*Text shown*
□ □ □ □

The Allpahuayo antbird is monotypic. However, females of a sub-population have different colored underparts than the rest and might represent a second subspecies.

==Description==

The Allpahuayo antbird is 13 to 15 cm long. One male weighed 22.9 g and one female 24.2 g. Adult males have mostly dark gray upperparts that are darkest on their forecrown and lightest in the center of their back. Their wings are dark gray and their wing coverts black with white edges and tips. Their tail is dark gray with paler gray outer edges. Their lores and ear coverts are dark gray, their chin and throat blackish, and the rest of their underparts dark gray. Adult females have dark gray crown, nape, and upperparts. Their wings are dark gray and their wing coverts black with reddish yellow-brown tips. Their tail is dark gray with paler bluish gray outer edges on the feathers. Their face is a paler gray than their crown and has a yellowish brown tinge. Their chin and the center of their throat are white with a reddish yellow-brown tinge. The underparts of most females are mostly reddish yellow-brown that is darker on the breast than on their belly and crissum. The center of their belly is white and their sides and flanks have a dusky tinge. In one area females have tawny underparts. Both sexes have a gray iris and bluish gray legs and feet. Males have a black bill; females have a black maxilla and a bluish gray mandible.

==Distribution and habitat==

The Allpahuayo antbird is known only from the Department of Loreto in northeastern Peru. It apparently has a disjunct distribution, with sub-populations known in several areas north of the Amazon River. The main part of its distribution appears to be the drainages of the Nanay and Itaya rivers and a smaller sub-population is along the Morona River to the west. It primarily inhabits the understorey of a forest type locally called varillal. It grows on white sand soils and is characterized by a stunted canopy and dense undergrowth. The western sub-population occurs in a similar forest type (irapayal) on both sandy and weathered clay soils and that is taller with a different understorey plant community. In elevation the species ranges between about 100 and 250 m.

□ □ □ □

Recorded data
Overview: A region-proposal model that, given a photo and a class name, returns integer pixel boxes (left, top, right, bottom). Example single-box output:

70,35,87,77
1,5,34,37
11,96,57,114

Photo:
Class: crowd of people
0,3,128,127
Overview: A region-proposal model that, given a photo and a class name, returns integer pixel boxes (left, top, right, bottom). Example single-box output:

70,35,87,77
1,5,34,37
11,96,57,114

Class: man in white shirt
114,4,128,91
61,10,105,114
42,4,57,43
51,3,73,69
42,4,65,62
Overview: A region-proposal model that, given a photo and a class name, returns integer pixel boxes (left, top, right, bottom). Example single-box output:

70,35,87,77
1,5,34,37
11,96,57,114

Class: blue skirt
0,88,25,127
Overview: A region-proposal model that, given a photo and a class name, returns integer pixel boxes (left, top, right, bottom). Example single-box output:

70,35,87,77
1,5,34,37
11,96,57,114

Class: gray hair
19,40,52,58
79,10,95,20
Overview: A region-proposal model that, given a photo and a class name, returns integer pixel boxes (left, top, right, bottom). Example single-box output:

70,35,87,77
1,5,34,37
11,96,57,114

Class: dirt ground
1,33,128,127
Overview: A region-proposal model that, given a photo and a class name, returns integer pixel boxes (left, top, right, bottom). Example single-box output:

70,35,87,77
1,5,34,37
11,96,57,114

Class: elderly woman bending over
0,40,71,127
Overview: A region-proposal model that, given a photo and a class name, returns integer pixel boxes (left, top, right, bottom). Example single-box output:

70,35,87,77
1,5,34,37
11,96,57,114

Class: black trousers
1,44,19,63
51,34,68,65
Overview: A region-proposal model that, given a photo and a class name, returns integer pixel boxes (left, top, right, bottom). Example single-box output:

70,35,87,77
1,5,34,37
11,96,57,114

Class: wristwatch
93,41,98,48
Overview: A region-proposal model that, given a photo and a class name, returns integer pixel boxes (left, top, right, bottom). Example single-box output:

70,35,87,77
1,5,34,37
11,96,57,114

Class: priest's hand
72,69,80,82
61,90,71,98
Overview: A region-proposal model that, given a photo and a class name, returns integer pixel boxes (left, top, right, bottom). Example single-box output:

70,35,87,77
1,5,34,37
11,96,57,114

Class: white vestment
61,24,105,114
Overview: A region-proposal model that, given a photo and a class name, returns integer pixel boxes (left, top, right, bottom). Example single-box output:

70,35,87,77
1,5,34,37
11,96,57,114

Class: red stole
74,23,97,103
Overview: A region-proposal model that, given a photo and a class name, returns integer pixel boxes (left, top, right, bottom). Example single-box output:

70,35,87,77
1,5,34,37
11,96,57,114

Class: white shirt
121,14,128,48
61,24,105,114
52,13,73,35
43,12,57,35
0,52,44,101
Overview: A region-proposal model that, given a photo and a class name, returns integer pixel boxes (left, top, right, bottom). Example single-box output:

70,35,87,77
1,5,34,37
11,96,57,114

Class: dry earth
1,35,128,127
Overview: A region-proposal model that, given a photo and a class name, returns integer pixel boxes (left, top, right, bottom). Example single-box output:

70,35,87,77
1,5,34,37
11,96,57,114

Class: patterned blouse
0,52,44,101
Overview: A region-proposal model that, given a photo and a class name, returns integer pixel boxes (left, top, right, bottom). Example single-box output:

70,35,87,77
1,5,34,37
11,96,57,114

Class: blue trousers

□ □ □ □

*What the task requires*
Please list every river named in the antbird text. Work from the antbird text alone.

*Response*
Amazon River, Nanay River, Itaya River, Morona River